- **Given task A**: Identify every line of the records that contains the string "shirt", treating uppercase and lowercase as distinct, and copy each such line.

RAPIN'S DISSERTATION.

PAGE 4.*-Causes of the Stability of the British Government.

FOR the causes that enabled England to preserve the form of government, which other nations have lost, see chap. I. of De Lolme—"While the kingdom of France, in consequence of the slow and gradual formation of the feudal government, found itself, in the issue, composed of a number of parts simply placed by each other, and without any reciprocal adherence; the kingdom of England, on the contrary, in consequence of the sudden and violent introduction of the same system, became a compound of parts united by the strongest ties; and the regal authority, by the pressure of its immense weight, consolidated the whole into one compact indissoluble body." Chap. I. page 15.

Another cause is assigned by the same writer, "When the tyrannical laws of the Conqueror became still more tyranically executed, the Lord, the vassal, the inferior vassal, all united. They even implored the assistance of the peasants and cottagers;

*The pages refer to an edition of Rapin's Dissertation, which will be published with Dr. Parr's Notes.

and that haughty aversion with which on the continent the nobility repaid the industrious hands which fed them, was, in England, compelled to yield to the pressing necessity of setting bounds to the royal authority." Page 23.

- **Given task B**: In the excerpt on the British government, what does the footnote say the page numbers refer to?

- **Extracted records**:

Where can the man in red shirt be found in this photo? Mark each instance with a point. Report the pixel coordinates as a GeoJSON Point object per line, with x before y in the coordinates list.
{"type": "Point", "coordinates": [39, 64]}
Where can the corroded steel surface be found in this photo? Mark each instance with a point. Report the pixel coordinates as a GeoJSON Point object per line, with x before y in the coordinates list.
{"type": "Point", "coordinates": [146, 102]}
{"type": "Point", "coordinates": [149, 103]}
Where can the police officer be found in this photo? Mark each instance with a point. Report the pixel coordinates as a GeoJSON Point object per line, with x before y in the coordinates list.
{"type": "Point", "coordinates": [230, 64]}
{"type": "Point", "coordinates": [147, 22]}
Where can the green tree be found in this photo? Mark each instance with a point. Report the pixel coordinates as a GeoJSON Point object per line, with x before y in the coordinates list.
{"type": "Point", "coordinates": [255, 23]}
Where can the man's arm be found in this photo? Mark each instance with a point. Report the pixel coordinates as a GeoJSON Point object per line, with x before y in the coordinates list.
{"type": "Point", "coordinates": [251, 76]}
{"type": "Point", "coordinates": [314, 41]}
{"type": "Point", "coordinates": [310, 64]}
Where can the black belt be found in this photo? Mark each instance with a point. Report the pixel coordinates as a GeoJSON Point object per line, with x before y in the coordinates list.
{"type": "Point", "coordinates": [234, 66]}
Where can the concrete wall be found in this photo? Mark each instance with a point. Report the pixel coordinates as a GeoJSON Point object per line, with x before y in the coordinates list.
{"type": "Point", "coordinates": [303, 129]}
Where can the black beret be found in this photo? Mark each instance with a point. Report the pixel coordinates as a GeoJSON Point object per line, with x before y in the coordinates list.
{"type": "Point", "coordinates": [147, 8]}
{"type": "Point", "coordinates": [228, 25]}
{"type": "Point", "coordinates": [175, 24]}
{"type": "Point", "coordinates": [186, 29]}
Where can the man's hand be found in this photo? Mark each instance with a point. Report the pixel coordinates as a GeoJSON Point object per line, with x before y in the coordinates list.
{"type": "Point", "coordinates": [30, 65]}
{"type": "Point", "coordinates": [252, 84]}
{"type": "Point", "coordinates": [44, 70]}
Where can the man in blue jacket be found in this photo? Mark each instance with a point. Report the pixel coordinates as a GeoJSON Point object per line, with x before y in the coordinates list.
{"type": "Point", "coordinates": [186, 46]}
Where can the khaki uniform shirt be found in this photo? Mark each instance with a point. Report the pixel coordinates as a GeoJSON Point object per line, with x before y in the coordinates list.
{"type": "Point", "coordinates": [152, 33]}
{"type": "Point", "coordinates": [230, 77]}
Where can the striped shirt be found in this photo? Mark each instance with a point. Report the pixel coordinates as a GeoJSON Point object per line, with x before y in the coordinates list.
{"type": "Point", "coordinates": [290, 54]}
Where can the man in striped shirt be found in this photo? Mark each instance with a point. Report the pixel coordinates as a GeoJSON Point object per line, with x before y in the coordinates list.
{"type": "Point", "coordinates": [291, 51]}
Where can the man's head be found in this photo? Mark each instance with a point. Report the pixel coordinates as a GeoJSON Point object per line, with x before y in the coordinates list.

- **Task output A**:
Where can the man in red shirt be found in this photo? Mark each instance with a point. Report the pixel coordinates as a GeoJSON Point object per line, with x before y in the coordinates list.
Where can the khaki uniform shirt be found in this photo? Mark each instance with a point. Report the pixel coordinates as a GeoJSON Point object per line, with x before y in the coordinates list.
Where can the striped shirt be found in this photo? Mark each instance with a point. Report the pixel coordinates as a GeoJSON Point object per line, with x before y in the coordinates list.
Where can the man in striped shirt be found in this photo? Mark each instance with a point. Report the pixel coordinates as a GeoJSON Point object per line, with x before y in the coordinates list.

- **Task output B**: An edition of Rapin's Dissertation that will be published with Dr. Parr's Notes.